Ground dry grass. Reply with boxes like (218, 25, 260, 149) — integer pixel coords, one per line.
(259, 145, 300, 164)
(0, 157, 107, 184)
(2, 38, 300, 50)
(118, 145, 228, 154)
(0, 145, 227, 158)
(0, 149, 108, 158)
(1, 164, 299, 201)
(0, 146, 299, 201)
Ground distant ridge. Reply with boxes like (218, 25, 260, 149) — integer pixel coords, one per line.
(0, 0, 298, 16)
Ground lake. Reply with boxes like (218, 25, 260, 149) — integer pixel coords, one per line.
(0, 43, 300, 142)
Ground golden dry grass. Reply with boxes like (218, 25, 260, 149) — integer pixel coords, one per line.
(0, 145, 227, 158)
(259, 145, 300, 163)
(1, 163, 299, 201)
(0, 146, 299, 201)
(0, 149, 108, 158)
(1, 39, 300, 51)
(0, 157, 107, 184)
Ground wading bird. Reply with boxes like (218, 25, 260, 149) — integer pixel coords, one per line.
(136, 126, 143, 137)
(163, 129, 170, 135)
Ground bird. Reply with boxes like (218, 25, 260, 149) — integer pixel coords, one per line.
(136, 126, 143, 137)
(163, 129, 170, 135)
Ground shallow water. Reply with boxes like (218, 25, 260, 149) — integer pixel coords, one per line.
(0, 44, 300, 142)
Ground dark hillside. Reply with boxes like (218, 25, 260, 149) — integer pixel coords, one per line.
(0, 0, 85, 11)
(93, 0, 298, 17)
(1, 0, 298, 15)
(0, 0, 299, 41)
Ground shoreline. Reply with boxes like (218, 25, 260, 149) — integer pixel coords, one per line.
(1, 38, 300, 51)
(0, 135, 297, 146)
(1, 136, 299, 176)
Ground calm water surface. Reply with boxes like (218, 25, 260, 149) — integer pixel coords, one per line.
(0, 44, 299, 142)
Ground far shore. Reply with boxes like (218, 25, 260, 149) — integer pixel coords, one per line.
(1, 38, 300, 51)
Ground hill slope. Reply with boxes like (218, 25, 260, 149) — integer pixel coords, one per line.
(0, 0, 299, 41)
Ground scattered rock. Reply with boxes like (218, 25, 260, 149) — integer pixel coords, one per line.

▶ [To do] Copy the entries above exactly, so that each line matches the original.

▶ [Solution to this exercise]
Ground dry grass. Reply with boxes like (218, 25, 260, 149) — integer pixel coords, one per line.
(259, 145, 300, 164)
(0, 157, 107, 184)
(2, 38, 300, 50)
(118, 145, 228, 154)
(0, 145, 227, 158)
(0, 149, 108, 158)
(1, 164, 299, 201)
(0, 146, 299, 201)
Ground distant ridge. Reply with boxes like (218, 25, 260, 149) — integer pixel coords, one per line.
(0, 0, 298, 16)
Ground lake. Reply with boxes like (218, 25, 260, 149) — integer pixel coords, one per line.
(0, 43, 300, 142)
Ground golden dry grass. Reply with boxes like (218, 25, 260, 149) — integer pixel coords, one per line.
(0, 145, 227, 158)
(259, 145, 300, 163)
(1, 163, 299, 201)
(0, 146, 299, 201)
(0, 149, 108, 158)
(1, 39, 300, 51)
(0, 157, 107, 184)
Ground wading bird. Reply with boxes like (218, 25, 260, 149) — integer pixel coords, one per line.
(136, 126, 143, 137)
(163, 129, 170, 135)
Ground bird. Reply with boxes like (218, 25, 260, 149) — integer pixel coords, one per line.
(136, 126, 143, 137)
(163, 129, 170, 135)
Ground shallow water. Reply with boxes like (218, 25, 260, 149) — integer pixel coords, one per line.
(0, 44, 300, 142)
Ground dark hillside. Reply with boxes like (218, 25, 260, 149) — integer pixel coords, one per line.
(0, 0, 85, 11)
(93, 0, 298, 17)
(1, 0, 298, 15)
(0, 0, 299, 41)
Ground shoreline. Reply with boxes like (218, 25, 260, 149) — integer pixel coords, one per line.
(1, 38, 300, 51)
(0, 135, 297, 146)
(1, 136, 299, 176)
Ground calm water surface. Reply with boxes like (218, 25, 260, 149) — integer pixel coords, one per line.
(0, 44, 299, 142)
Ground far shore. Reply with boxes like (218, 25, 260, 149) — integer pixel coords, one per line.
(1, 38, 300, 51)
Ground hill slope. Reply with boxes like (218, 25, 260, 149) — integer pixel coords, one per line.
(0, 0, 299, 41)
Ground scattered rock. Reply with boxes like (218, 25, 260, 149) — integer pixel coords, one per line.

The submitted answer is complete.